MATERIAL SHOWN START

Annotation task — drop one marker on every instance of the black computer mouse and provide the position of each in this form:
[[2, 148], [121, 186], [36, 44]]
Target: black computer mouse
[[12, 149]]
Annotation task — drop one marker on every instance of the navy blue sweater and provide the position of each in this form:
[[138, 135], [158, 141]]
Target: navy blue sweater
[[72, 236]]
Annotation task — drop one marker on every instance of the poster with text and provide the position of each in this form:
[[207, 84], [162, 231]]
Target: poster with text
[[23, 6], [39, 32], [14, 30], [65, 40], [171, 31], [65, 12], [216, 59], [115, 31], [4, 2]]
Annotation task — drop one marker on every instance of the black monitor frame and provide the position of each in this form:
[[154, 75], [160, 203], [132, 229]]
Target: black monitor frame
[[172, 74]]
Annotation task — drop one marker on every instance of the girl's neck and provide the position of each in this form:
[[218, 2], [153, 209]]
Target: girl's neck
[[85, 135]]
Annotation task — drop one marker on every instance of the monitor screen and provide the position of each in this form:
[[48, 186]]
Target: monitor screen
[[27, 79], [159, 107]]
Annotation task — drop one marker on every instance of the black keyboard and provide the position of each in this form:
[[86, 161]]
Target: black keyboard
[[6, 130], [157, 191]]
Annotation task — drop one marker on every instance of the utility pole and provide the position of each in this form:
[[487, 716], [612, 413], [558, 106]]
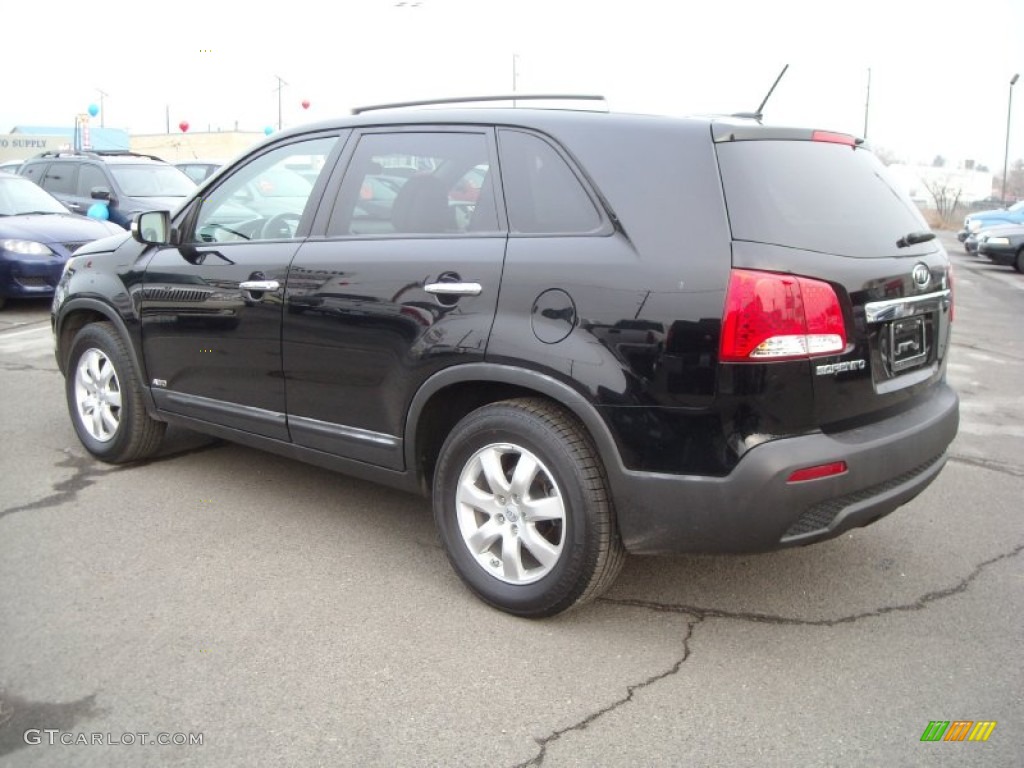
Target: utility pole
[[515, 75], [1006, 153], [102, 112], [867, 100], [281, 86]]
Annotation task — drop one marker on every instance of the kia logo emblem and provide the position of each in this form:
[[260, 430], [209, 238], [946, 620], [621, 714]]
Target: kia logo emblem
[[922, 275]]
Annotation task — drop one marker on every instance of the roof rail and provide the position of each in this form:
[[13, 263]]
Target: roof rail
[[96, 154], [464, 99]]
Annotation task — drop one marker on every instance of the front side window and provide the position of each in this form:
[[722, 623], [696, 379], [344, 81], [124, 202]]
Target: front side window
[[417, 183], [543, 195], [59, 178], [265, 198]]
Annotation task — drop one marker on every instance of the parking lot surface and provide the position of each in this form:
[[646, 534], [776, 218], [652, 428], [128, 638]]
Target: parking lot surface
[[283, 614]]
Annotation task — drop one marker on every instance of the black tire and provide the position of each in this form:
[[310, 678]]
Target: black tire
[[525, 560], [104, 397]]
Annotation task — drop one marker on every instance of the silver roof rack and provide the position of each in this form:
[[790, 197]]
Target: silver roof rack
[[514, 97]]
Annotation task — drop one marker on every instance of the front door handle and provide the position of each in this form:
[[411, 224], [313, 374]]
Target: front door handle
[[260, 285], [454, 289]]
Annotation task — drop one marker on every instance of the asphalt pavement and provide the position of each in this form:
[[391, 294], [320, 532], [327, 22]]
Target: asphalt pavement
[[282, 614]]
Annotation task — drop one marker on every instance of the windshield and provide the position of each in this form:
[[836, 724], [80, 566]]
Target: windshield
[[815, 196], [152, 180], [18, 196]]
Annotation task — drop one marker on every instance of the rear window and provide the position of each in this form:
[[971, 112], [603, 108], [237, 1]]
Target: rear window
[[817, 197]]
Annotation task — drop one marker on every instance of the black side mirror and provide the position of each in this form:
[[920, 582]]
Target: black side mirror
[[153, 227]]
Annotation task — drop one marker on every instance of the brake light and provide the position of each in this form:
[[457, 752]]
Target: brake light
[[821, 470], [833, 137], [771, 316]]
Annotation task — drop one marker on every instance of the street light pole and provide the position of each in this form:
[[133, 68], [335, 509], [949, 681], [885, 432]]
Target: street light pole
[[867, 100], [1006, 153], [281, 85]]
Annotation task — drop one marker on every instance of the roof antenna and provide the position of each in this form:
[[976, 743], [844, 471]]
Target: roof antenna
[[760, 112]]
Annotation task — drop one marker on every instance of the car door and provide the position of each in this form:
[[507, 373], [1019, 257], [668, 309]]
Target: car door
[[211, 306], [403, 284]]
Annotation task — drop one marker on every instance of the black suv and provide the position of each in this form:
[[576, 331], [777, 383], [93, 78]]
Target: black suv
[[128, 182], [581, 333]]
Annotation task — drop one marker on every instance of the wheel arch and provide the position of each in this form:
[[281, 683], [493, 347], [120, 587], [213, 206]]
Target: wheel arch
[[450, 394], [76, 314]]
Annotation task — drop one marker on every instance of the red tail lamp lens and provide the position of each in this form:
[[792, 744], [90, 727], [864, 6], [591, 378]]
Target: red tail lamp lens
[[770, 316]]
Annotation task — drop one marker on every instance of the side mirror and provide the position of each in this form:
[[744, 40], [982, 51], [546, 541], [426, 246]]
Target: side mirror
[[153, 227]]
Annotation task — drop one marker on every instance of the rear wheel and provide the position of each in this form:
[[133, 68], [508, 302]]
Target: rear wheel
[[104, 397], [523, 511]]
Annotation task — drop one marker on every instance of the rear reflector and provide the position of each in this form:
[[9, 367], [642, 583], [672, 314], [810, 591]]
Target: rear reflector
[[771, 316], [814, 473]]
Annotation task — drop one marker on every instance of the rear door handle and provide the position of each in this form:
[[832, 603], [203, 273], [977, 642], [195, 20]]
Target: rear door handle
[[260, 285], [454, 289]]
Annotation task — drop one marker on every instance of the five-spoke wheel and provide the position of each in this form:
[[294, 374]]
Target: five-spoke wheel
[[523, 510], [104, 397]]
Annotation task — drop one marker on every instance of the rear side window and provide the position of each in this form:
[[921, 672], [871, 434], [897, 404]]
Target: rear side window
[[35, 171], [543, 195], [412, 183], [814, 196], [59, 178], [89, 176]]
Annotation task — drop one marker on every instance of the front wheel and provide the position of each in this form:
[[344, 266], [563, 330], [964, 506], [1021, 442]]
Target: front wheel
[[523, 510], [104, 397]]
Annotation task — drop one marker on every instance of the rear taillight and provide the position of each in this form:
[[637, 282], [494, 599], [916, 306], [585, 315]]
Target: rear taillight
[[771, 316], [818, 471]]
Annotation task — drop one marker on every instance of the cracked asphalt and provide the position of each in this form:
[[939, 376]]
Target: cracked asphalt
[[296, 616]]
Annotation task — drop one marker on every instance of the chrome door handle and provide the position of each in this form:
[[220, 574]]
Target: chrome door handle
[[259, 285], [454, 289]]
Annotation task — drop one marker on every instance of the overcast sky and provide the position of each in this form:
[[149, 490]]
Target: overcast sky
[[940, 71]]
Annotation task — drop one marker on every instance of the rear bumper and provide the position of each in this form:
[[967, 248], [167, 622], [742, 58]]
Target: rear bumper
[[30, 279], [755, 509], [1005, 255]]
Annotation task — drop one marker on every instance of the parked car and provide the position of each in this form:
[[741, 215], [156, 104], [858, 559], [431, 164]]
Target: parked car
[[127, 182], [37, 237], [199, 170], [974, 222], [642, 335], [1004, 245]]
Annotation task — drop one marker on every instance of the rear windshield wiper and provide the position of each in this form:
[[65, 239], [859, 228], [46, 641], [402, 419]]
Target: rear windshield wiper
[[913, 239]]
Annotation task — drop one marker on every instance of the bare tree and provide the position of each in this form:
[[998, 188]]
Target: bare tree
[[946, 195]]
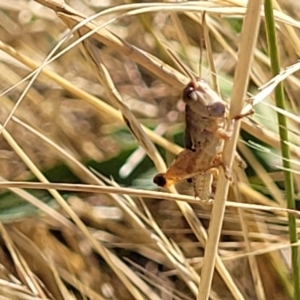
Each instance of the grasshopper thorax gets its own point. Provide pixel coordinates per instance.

MATERIAL SHOWN END

Dropping every picture, restate the material word for word.

### ANSWER
Annotation task — drop one marker on every instance of the black computer mouse and provide the position of each in this form:
[[2, 148], [121, 186], [36, 44]]
Target: black computer mouse
[[12, 149]]
Annotation task — drop one marker on every instance of the navy blue sweater and provide the position of each in this form:
[[138, 135], [158, 141]]
Target: navy blue sweater
[[72, 236]]
Annotation task — drop one marker on every instance of the poster with text and provide the position of each in this form:
[[207, 84], [162, 231]]
Target: poster with text
[[23, 6], [39, 32], [14, 30], [65, 40], [171, 31], [65, 12], [216, 59], [115, 31], [4, 2]]
Annotation task — drop one marker on every instance of the black monitor frame and provide the position of each in this form:
[[154, 75], [160, 203], [132, 229]]
Target: black monitor frame
[[172, 74]]
Annotation task — drop one marker on every instance of the girl's neck and provide the position of each in this form:
[[218, 2], [153, 209]]
Target: girl's neck
[[85, 135]]
Annotation task — drop one marker on every instance of the monitor screen and provide the position of each in this form:
[[48, 186]]
Target: monitor screen
[[27, 79], [159, 107]]
Annotation task — drop one marker on every instance of the black keyboard and provide the position of each in this form:
[[86, 161]]
Target: black keyboard
[[6, 130], [157, 191]]
Annotation task — drop one marker on every instance of the utility pole and provide the position of each in this form:
[[487, 716], [612, 413], [558, 106]]
Target: utility pole
[[515, 75], [1006, 153], [102, 112], [867, 100], [281, 86]]
Annotation task — drop one marker on every instance of the kia logo emblem and provide the position of each in this form:
[[260, 430], [209, 238], [946, 620], [621, 714]]
Target: kia logo emblem
[[922, 275]]
Annotation task — drop one marker on every instance of the roof rail and provide the position of each in this form:
[[13, 263]]
Target: roof rail
[[96, 154], [464, 99]]
Annotation task — drop one marker on every instance of the front side window and provide the position of each in this form:
[[722, 623], [696, 379], [344, 81], [124, 202]]
Target: front side window
[[417, 183], [543, 195], [59, 178], [265, 198]]
Annotation task — drop one marker on every instance of the parking lot surface and provide the position of each in this form:
[[646, 534], [776, 218], [652, 428], [128, 638]]
Target: parking lot surface
[[283, 614]]
Annotation task — drop one marker on every instance of the black tire and provide the position of each in this form:
[[310, 678]]
Target: black tire
[[525, 560], [104, 397]]
Annotation task — drop one marker on every instance of the silver roof rack and provide the position of each in this form:
[[790, 197]]
Target: silver roof rack
[[514, 97]]
Annotation task — drop one marker on every instance of the front door handle and provide the position of each in this form:
[[411, 224], [313, 374]]
Target: front door handle
[[260, 285], [454, 289]]
Annotation task — drop one marker on every instance of the asphalt pavement and provide the position of each in this form:
[[391, 294], [320, 532], [327, 22]]
Target: asphalt pavement
[[282, 614]]
Annotation task — drop one marker on every instance of the windshield and provide the position of each in this form:
[[836, 724], [80, 566]]
Target: windshield
[[815, 196], [152, 180], [18, 196]]
Annotation task — drop one marker on every instance of the rear window and provide the position of each in this form:
[[971, 112], [603, 108], [237, 1]]
Target: rear window
[[817, 197]]
Annotation task — drop one marker on every instance of the black side mirror and provide the position of each in this form:
[[920, 582]]
Target: black side mirror
[[153, 227]]
Annotation task — drop one marker on every instance of the brake light and provide the position of each in this form:
[[457, 752]]
Target: brake light
[[821, 470], [833, 137], [771, 316]]
Annotation task — drop one marker on every instance of the street light pole and provide the position of each in this form:
[[133, 68], [335, 509], [949, 681], [885, 432]]
Target: street light pole
[[867, 100], [1006, 153], [281, 85]]
Annotation task — drop one marker on every instance of the roof antenna and provide the position of each in this form:
[[976, 743], [844, 471]]
Target: roof antenna
[[760, 112]]
Annotation task — drop one marker on every instance of the car door and provide the position of each in this form:
[[507, 373], [1019, 257], [668, 309]]
Target: car door
[[211, 306], [403, 284]]
Annotation task — drop one marker on every instance of the black suv and provide the position of each in this form:
[[576, 331], [777, 383], [93, 78]]
Target: black suv
[[128, 182], [581, 333]]
Annotation task — drop one marker on every instance of the wheel arch and provide the position of each in this form:
[[281, 683], [493, 347], [120, 587], [213, 206]]
Target: wheel arch
[[450, 394], [76, 314]]
Annotation task — drop one marker on every instance of the red tail lamp lens and provide the position of each in this form:
[[792, 744], [90, 727], [864, 6], [591, 378]]
Target: red tail lamp lens
[[770, 316]]
Annotation task — drop one marker on every instance of the side mirror and provide the position of each in this form:
[[744, 40], [982, 51], [546, 541], [426, 246]]
Target: side mirror
[[153, 227]]
Annotation task — drop one marker on every instance of the rear wheel and provide the position of each in this form:
[[133, 68], [508, 302]]
Target: rear wheel
[[104, 397], [523, 511]]
Annotation task — drop one marker on every instance of the rear reflector and provide the position of each in this form:
[[9, 367], [642, 583], [672, 314], [810, 591]]
Target: rear reflector
[[771, 316], [814, 473]]
Annotation task — drop one marker on every instance of the rear door handle and provide the position of each in this form:
[[832, 603], [203, 273], [977, 642], [195, 20]]
Target: rear door handle
[[260, 285], [454, 289]]
Annotation task — drop one marker on every instance of the five-spoke wheel and provide the position of each in this form:
[[294, 374]]
Target: five-spoke wheel
[[523, 510], [104, 397]]
Annotation task — drop one marker on every instance of the rear side window and provide the position of each in this form:
[[921, 672], [871, 434], [897, 404]]
Target: rear side window
[[35, 171], [543, 195], [412, 183], [814, 196], [59, 178], [89, 176]]
Annotation task — drop one marker on every instance of the front wheel and provide the position of each in this form:
[[344, 266], [563, 330], [964, 506], [1021, 442]]
Target: front wheel
[[523, 510], [104, 397]]
Annotation task — drop one marker on every instance of the rear taillight and provide the position of each in this form:
[[637, 282], [494, 599], [916, 306], [585, 315]]
Target: rear taillight
[[771, 316], [818, 471]]
Annotation task — drop one marker on every instance of the cracked asphalt and provide the position of each in this form:
[[939, 376]]
Target: cracked asphalt
[[296, 616]]
Annotation task — drop one marker on every instance of the chrome door handle and provide the position of each in this form:
[[220, 574]]
Target: chrome door handle
[[259, 285], [454, 289]]
Annotation task — drop one marker on every instance of the overcast sky and provide the position of each in this form:
[[149, 490]]
Target: overcast sky
[[940, 71]]
Annotation task — drop one marker on every instance of the rear bumper and provide the position of each in this form:
[[967, 248], [167, 622], [742, 58]]
Target: rear bumper
[[30, 279], [755, 509], [1005, 255]]
Annotation task — drop one marker on every instance of the parked car and provide the position of each in this form:
[[741, 215], [156, 104], [858, 559], [431, 164]]
Target: parked car
[[127, 182], [37, 237], [199, 170], [974, 222], [642, 335], [1004, 245]]
Annotation task — drop one marker on every instance of the rear windshield wiper and provide the position of each in this form:
[[65, 239], [859, 228], [46, 641], [402, 419]]
Target: rear windshield wiper
[[913, 239]]
Annotation task — drop one marker on every instance of the bare tree and provide the position of each in this form:
[[998, 188]]
Target: bare tree
[[946, 195]]
Each instance of the grasshopper thorax gets its own point. Provide pixel coordinates per instance.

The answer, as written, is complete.